----- Data for processing

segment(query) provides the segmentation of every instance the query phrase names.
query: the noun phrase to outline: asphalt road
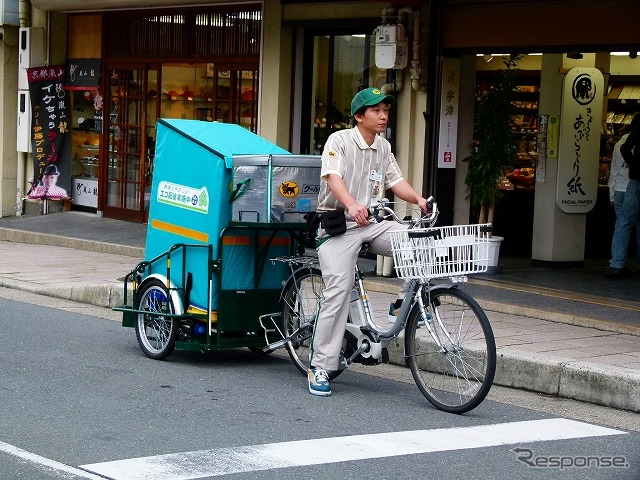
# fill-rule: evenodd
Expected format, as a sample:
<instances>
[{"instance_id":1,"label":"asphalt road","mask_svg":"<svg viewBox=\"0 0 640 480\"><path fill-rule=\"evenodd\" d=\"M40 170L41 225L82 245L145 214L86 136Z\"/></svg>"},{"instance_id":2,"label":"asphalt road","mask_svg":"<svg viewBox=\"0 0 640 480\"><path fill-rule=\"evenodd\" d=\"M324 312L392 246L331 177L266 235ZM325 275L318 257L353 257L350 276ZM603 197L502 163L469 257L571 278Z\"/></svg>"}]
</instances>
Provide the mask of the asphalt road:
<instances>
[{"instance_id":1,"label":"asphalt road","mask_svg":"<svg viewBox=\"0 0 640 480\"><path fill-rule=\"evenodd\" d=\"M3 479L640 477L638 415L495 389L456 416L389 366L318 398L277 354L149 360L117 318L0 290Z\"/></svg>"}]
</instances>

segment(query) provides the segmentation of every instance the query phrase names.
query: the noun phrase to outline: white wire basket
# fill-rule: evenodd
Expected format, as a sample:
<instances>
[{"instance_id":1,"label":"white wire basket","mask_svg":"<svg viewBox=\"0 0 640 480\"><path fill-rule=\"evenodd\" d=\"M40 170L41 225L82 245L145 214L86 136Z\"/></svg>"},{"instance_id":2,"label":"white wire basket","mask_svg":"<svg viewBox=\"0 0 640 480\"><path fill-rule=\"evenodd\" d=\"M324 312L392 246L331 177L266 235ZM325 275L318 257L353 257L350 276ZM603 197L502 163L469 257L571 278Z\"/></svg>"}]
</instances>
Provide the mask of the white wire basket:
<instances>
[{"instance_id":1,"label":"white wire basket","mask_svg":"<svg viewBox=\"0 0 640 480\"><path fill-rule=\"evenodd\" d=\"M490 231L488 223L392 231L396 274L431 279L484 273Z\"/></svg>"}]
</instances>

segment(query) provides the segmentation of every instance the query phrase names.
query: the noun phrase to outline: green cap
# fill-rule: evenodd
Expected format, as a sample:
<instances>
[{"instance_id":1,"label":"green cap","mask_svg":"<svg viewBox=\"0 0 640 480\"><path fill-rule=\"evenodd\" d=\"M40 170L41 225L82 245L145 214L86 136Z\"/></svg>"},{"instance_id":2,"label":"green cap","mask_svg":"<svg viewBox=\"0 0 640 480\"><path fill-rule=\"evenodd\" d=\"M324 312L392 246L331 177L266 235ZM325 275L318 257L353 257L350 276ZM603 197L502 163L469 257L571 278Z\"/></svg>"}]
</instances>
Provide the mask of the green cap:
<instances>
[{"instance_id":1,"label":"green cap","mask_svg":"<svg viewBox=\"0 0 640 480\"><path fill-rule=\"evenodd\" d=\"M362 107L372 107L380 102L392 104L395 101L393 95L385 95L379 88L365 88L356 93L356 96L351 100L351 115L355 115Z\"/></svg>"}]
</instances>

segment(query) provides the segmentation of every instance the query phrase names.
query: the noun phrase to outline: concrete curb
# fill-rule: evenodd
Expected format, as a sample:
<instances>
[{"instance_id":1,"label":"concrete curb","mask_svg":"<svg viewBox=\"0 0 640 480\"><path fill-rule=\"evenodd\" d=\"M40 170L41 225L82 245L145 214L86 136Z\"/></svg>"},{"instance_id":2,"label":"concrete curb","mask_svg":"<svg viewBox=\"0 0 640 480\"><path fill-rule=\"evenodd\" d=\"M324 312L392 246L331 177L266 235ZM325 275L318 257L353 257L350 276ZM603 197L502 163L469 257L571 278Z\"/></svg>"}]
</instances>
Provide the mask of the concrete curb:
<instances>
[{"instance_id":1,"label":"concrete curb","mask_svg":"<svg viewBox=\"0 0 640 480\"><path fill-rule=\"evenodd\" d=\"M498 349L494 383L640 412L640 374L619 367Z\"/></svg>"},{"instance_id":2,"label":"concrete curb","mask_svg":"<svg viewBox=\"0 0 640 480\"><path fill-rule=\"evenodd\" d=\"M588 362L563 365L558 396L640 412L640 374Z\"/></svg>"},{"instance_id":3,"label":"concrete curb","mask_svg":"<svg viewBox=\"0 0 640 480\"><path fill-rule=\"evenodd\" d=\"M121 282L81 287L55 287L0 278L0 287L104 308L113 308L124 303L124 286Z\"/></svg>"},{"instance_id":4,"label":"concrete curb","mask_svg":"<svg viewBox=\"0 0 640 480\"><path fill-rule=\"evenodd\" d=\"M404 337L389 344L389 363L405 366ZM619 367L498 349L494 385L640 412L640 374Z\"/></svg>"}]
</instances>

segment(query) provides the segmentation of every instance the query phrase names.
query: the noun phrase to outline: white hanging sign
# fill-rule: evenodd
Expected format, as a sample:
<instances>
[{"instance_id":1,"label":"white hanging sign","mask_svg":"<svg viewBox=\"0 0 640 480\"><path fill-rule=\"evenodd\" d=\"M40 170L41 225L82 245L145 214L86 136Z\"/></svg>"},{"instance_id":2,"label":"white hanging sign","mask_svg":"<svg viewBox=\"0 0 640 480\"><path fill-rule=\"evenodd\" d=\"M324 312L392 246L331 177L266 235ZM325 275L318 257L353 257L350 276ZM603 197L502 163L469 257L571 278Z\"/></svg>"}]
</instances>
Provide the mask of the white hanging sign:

----------
----- Data for processing

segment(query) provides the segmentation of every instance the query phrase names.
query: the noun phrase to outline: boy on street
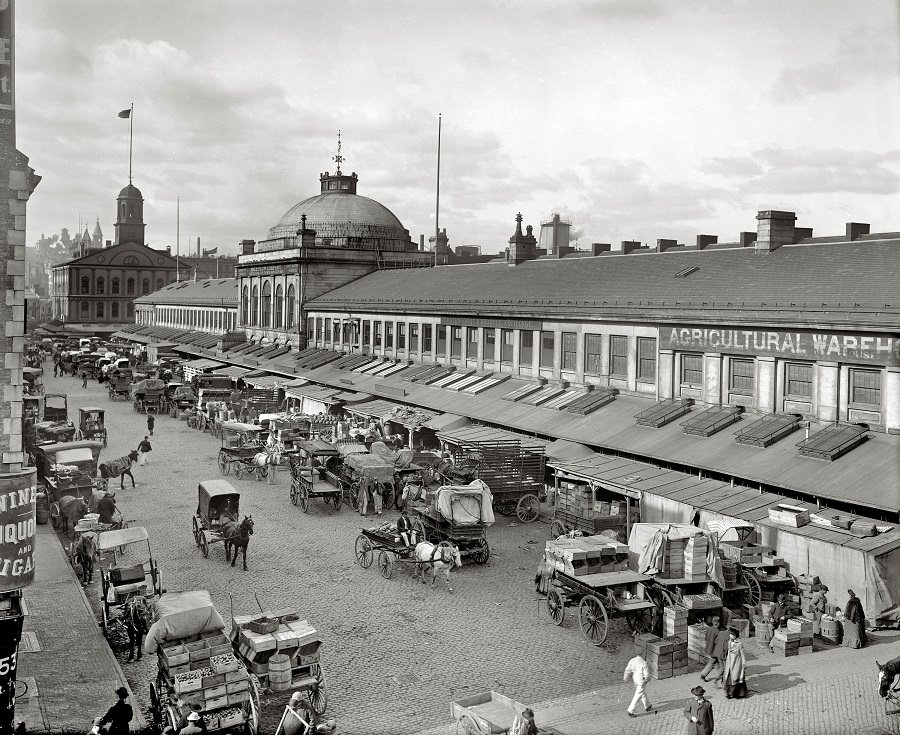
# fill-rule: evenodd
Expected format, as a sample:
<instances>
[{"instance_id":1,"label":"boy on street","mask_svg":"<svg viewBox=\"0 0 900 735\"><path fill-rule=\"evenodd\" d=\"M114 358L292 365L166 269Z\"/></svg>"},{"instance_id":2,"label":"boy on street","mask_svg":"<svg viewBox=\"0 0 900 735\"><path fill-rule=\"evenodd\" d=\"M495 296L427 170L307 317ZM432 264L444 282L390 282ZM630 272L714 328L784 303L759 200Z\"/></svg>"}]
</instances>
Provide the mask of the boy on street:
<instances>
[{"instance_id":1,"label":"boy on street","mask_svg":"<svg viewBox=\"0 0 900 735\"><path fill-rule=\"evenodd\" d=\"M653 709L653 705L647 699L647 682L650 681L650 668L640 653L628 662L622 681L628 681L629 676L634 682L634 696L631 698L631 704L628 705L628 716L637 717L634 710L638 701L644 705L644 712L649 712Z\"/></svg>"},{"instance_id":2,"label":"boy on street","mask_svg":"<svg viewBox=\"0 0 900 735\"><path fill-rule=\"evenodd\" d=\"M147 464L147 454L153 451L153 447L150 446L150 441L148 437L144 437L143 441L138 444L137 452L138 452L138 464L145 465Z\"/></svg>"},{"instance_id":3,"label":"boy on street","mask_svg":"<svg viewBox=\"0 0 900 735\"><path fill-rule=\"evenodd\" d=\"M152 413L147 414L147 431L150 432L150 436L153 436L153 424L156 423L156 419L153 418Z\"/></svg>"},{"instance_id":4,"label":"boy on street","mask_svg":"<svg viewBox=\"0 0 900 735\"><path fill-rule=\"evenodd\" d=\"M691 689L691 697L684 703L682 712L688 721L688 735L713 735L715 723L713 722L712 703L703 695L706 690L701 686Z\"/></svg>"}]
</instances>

----------
----- Data for processing

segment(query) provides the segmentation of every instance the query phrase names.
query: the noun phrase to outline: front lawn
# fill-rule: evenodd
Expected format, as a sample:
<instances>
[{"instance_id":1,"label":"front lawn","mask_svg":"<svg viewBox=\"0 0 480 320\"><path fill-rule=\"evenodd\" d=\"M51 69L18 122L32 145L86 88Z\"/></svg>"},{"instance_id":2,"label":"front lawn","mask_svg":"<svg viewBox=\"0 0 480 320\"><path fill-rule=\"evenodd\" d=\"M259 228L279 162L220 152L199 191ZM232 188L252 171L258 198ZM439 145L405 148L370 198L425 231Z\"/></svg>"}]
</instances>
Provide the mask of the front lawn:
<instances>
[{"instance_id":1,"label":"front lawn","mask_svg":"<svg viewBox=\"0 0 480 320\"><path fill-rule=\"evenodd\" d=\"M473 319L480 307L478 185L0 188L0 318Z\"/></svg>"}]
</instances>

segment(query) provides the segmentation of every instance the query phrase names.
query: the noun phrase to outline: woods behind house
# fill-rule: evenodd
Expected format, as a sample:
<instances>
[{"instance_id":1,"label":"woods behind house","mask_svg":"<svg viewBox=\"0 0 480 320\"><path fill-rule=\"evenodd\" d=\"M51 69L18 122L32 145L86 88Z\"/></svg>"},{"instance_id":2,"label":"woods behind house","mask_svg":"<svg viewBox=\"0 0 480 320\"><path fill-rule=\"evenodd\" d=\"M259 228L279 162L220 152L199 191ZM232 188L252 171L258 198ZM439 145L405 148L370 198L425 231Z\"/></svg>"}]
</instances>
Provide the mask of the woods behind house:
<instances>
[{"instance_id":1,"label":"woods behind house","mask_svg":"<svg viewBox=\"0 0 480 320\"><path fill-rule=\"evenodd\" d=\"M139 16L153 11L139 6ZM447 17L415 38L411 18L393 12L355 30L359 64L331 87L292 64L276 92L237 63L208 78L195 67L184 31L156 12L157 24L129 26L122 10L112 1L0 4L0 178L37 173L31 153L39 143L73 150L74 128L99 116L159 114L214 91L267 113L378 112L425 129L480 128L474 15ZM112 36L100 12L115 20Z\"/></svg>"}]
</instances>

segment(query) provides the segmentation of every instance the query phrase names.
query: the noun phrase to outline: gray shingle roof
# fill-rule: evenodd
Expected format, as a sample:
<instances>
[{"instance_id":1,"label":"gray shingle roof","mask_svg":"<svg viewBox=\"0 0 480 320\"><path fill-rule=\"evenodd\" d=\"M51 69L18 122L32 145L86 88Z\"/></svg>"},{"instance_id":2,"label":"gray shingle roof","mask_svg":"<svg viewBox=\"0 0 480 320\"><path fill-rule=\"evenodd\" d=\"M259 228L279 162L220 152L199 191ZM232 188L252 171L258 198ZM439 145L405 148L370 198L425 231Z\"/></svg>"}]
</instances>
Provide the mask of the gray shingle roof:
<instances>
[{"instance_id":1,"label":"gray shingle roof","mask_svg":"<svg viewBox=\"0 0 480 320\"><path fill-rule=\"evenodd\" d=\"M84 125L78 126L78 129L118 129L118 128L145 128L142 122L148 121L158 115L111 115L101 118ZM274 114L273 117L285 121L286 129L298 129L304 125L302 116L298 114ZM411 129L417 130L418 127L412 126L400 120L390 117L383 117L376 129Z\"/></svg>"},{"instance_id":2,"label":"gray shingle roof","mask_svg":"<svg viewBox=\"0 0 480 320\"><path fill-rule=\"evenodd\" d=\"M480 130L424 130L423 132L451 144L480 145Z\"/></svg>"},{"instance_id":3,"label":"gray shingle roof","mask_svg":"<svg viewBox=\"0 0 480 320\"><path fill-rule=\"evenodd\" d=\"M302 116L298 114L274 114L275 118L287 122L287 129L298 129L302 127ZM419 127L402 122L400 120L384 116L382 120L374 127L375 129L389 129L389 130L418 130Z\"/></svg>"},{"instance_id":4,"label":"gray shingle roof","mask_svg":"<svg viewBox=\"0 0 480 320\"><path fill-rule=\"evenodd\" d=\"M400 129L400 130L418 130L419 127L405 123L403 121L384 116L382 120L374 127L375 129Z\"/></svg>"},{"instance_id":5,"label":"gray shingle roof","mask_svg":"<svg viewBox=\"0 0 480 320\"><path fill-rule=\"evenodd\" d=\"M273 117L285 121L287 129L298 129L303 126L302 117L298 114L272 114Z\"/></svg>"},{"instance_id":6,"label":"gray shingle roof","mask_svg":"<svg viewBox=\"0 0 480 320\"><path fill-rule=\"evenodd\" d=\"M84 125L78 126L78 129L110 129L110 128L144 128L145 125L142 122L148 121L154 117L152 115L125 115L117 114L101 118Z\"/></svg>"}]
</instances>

----------

[Instructions to follow] Your task is to show every line of the listing above containing "outline".

[Result of the exercise]
query: the noun phrase to outline: asphalt road
query: the noun phrase to outline: white wire basket
query: the noun phrase to outline: green cap
query: the noun phrase to outline: concrete curb
query: the noun phrase to outline: white hanging sign
query: the noun phrase to outline: boy on street
query: the noun phrase to outline: front lawn
query: the noun phrase to outline: woods behind house
query: the noun phrase to outline: gray shingle roof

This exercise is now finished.